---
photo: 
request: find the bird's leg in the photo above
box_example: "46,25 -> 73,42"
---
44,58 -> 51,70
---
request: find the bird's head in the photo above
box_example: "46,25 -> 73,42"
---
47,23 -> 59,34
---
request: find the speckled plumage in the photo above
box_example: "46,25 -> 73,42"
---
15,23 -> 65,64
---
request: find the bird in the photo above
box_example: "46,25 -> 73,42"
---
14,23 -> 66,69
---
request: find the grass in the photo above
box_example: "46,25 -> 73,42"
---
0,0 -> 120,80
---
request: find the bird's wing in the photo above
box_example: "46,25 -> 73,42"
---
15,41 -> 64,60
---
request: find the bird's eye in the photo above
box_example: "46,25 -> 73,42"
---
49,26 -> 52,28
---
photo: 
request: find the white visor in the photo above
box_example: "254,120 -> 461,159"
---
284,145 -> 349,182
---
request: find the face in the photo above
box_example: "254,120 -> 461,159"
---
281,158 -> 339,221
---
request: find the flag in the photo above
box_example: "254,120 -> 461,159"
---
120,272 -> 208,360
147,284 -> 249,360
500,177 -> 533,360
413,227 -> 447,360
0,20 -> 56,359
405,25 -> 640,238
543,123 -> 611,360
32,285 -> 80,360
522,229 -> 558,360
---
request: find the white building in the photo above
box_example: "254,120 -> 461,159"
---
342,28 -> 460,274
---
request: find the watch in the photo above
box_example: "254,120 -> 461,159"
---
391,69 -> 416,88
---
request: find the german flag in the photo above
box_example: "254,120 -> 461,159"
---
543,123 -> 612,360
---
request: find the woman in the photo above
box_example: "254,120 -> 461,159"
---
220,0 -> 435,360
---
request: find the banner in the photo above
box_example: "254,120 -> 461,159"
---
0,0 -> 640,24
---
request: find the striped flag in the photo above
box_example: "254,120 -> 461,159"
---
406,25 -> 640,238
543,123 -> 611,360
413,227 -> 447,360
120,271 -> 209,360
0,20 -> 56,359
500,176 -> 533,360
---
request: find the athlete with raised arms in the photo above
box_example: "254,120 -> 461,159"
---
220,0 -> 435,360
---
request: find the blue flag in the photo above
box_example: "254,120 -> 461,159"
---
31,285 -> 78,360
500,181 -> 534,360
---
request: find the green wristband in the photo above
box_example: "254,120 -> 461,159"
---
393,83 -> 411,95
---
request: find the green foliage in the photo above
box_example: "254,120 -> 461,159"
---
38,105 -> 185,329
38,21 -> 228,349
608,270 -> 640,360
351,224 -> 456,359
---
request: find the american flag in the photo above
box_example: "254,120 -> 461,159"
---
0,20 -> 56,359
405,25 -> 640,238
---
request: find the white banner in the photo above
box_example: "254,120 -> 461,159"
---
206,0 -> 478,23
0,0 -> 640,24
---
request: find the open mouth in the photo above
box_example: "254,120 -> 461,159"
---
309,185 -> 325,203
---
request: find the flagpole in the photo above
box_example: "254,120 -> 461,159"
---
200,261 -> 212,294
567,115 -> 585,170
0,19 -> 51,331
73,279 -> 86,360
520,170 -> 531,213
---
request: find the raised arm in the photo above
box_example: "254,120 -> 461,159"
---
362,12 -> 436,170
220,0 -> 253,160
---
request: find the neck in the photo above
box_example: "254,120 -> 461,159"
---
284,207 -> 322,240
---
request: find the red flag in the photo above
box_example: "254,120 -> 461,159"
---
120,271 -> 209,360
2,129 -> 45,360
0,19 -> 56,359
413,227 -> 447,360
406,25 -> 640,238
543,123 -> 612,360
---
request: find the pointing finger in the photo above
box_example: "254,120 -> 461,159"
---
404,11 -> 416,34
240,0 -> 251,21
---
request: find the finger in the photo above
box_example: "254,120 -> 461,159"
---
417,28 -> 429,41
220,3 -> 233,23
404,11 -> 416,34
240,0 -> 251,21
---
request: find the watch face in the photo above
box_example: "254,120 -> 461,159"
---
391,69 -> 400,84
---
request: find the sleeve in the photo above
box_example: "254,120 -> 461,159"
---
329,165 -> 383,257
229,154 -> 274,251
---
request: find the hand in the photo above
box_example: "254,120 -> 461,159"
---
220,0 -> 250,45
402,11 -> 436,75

=======

◆ WRITTEN TASK: Quote the records word for word, from the first line up to and including the line with "15,23 -> 65,64".

◆ EXERCISE OUTPUT:
---
photo: 
request: find the bird's leg in the photo above
box_example: "46,25 -> 73,42"
---
44,58 -> 51,70
---
request: find the bird's head in the photo above
box_example: "46,25 -> 73,42"
---
47,23 -> 59,34
---
request: find the speckled plumage in the photo above
box_example: "46,25 -> 73,42"
---
15,23 -> 65,64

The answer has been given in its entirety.